Consegne:
A. Restituisca, senza alcuna modifica, il passo del testo di lettura che va da "Hai parlato di" a "punto di vista.".
B. Risponda alle domande seguenti in base al testo di lettura, contrassegnando le risposte allo stesso modo.
(i) A quale anno risalgono le sale operatorie ancora in uso?
(ii) Quale scuola è andata perduta negli anni successivi a Grossi?
(iii) Oltre ai trapianti e alla terapia dello scompenso, in quale ambito chirurgico il centro si considera di riferimento per alcune patologie e trattamenti?

Testo di lettura:
——————

Piccolo non sempre è bello?

“Non è tutto perduto: essere un centro piccolo non è di per se sinonimo di imminente scomparsa, a patto che si decidano le attività di cui ci si vuole dedicare e investire su quelle in cui si si eccelle: i trapianti e la terapia dello scompenso sono una di queste, ma anche la chirurgia aortica e vascolare dove siamo sicuramente centro di riferimento per alcune patologie e trattamenti. Nello stesso tempo bisogna non farsi erodere l’area vasta da scelte o politiche di contrapposizione fra istituzioni, per cui si creano concorrenza e fughe su alcune specialità del Policlinico”.

Hai parlato di “risorse umane” credo che ci sia un altro corno del problema. Per rimanere al passo e svilupparsi bisogna inoltre esser avanti sulle tecnologie e sulle attrezzature…

“Le sale operatorie di cui abbiamo visto le foto di inaugurazione sono le stesse del 1984 (ancora resistono) segno di indubbia qualità progettuale e realizzativa. Ma non abbiamo sale ibride, i posti di rianimazione cardiochirurgica sono ridotti e da anni alcuni sono chiusi (e ce ne è un urgente bisogno)”.

Eugenio Neri e Massimo Maccherini, qualche anno fa

Torniamo indietro. Da Grossi a oggi, puoi approfondire il tuo punto di vista.

“Il dopo Grossi ha avuto molte ombre . Anni durante i quali abbiamo perso il primato delle cardiochirurgia in Toscana e il primato della formazione: avevamo una scuola di specializzazione in cardiochirurgia che ormai è perduta a causa di scelte sbagliate, probabilmente compiute da persone sbagliate. Inoltre sono anche mancati anni di investimenti strutturali, su campi emergenti o su attività di punta che comunque continuano ad essere prodotti a Siena. Il concetto sbagliato è stato quello di accaparrarsi , come in un calcio-mercato dei professionisti, delle cosiddette “star” della medicina (non sempre tali) , invece di scommettere sulle persone che valevano e sul collettivo. Almeno nel nostro campo sono forse più gli elementi di valore – nati e maturati qui – che sono partiti rispetto a chi è arrivato. Abbiamo visto passare una quantità di persone dal valore indubbio, cresciute nelle nostre scuole che ci siamo lasciati scappare. Non essere in grado di trattenere nemmeno coloro che formiamo a causa di un vuoto di sbocchi professionali è indice di un fallimento, a volte voluto”.

Dunque c’è una china da risalire. Che fare? Ci sono dei punti di forza?

——————

Informazioni riportate:
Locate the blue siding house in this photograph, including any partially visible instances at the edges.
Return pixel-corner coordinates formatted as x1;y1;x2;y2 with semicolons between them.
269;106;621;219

——————

Risultati delle consegne:
A.
Hai parlato di “risorse umane” credo che ci sia un altro corno del problema. Per rimanere al passo e svilupparsi bisogna inoltre esser avanti sulle tecnologie e sulle attrezzature…

“Le sale operatorie di cui abbiamo visto le foto di inaugurazione sono le stesse del 1984 (ancora resistono) segno di indubbia qualità progettuale e realizzativa. Ma non abbiamo sale ibride, i posti di rianimazione cardiochirurgica sono ridotti e da anni alcuni sono chiusi (e ce ne è un urgente bisogno)”.

Eugenio Neri e Massimo Maccherini, qualche anno fa

Torniamo indietro. Da Grossi a oggi, puoi approfondire il tuo punto di vista.

B.
(i) Al 1984.
(ii) La scuola di specializzazione in cardiochirurgia.
(iii) Nella chirurgia aortica e vascolare.